COMPITO RICHIESTO A: Riporta alla lettera il brano dell'articolo sulla legge anti-aborto in Polonia compreso tra "Dopo le molteplici" e "delegato competenze all’Unione.", estremi inclusi.

Veemente l’attacco delle destre, a partire dall’eurodeputato tedesco Nicolaus Fest (ID): “La sinistra mette la Polonia sempre all’ordine del giorno e non trova altro di meglio di un anniversario per parlare di un problema che non esiste“. Usando il resto del tempo a disposizione per denunciare gli attacchi di “migranti musulmani al cuore dell’Europa”, Fest ha poi sostenuto che “i governi di Polonia e Ungheria fanno cose molto più giuste di quelle proposte da quest’Aula”. Per Jadwiga Wiśniewska (ECR), “l’aborto non sarà mai qualcosa di positivo” e ha attaccato le istituzioni europee per non analizzare mai la situazione di Malta (che presenta la legislazione più restrittiva di tutta l’Unione): “Lì c’è una maggioranza di sinistra, come qui al Parlamento Europeo. Siete ipocriti e questo dibattito lo dimostra“, è stata la denuncia dell’eurodeputata polacca.
Il punto sulla legge anti-aborto in Polonia
Tutto ha avuto origine il 22 ottobre dello scorso anno, con la sentenza della Corte Costituzionale polacca. L’aborto è stato dichiarato illegale anche nel caso di malattie e gravi malformazioni del feto. La Corte aveva poi trasmesso al governo la richiesta di tradurre la sentenza in legge. Tuttavia, una serie di imponenti manifestazioni di piazza in tutto il Paese avevano costretto il governo Morawiecki a rinviare l’iter legislativo.
Dopo due mesi, il 27 gennaio 2021, la nuova legge era stata pubblicata nella Gazzetta ufficiale della Repubblica di Polonia, classificando l’interruzione di gravidanza come reato, fatta eccezione per casi di stupro, incesto o rischio per la vita della madre. Durante una nuova ondata di proteste nella capitale Varsavia e nelle città di Danzica, Poznan, Rzeszow, Stettino e Katowice erano state arrestate diverse manifestanti: tra loro anche Klementyna Suchanow, una delle leader del movimento spontaneo di protesta Strajk Kobiet (“sciopero delle donne”).
Dopo le molteplici condanne di Bruxelles – in particolare dell’Aula del Parlamento Europeo, che aveva accusato il governo polacco di “giocare con la vita delle donne” – la Polonia è passata al contrattacco sulla questione della legge anti-aborto, scagliandosi contro le “interferenze dell’UE” in materie su cui gli Stati membri non hanno delegato competenze all’Unione.

Elenco per l'etichettatura dei contorni
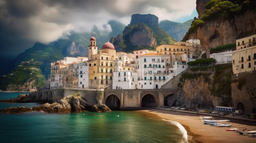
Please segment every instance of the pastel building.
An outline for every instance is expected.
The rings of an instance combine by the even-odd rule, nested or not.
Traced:
[[[234,74],[256,70],[256,34],[236,40],[236,50],[232,52]]]
[[[214,53],[210,55],[210,57],[216,59],[217,64],[232,62],[232,51]]]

COMPITO RICHIESTO B: Ridimensiona l'elenco per l'etichettatura dei contorni riscrivendone tutte le righe, comprese quelle di testo, con ogni coordinata dei contorni tracciati moltiplicata per 0,5 e arrotondata all'intero, con le metà per eccesso. Nella risposta tralascia le immagini.

RISPOSTA COMPLETA A:
Dopo le molteplici condanne di Bruxelles – in particolare dell’Aula del Parlamento Europeo, che aveva accusato il governo polacco di “giocare con la vita delle donne” – la Polonia è passata al contrattacco sulla questione della legge anti-aborto, scagliandosi contro le “interferenze dell’UE” in materie su cui gli Stati membri non hanno delegato competenze all’Unione.

RISPOSTA COMPLETA B:
Please segment every instance of the pastel building.
An outline for every instance is expected.
The rings of an instance combine by the even-odd rule, nested or not.
Traced:
[[[117,37],[128,35],[128,17],[118,20],[118,25],[116,26]]]
[[[107,27],[105,28],[105,29],[108,30],[109,32],[116,31],[116,26]]]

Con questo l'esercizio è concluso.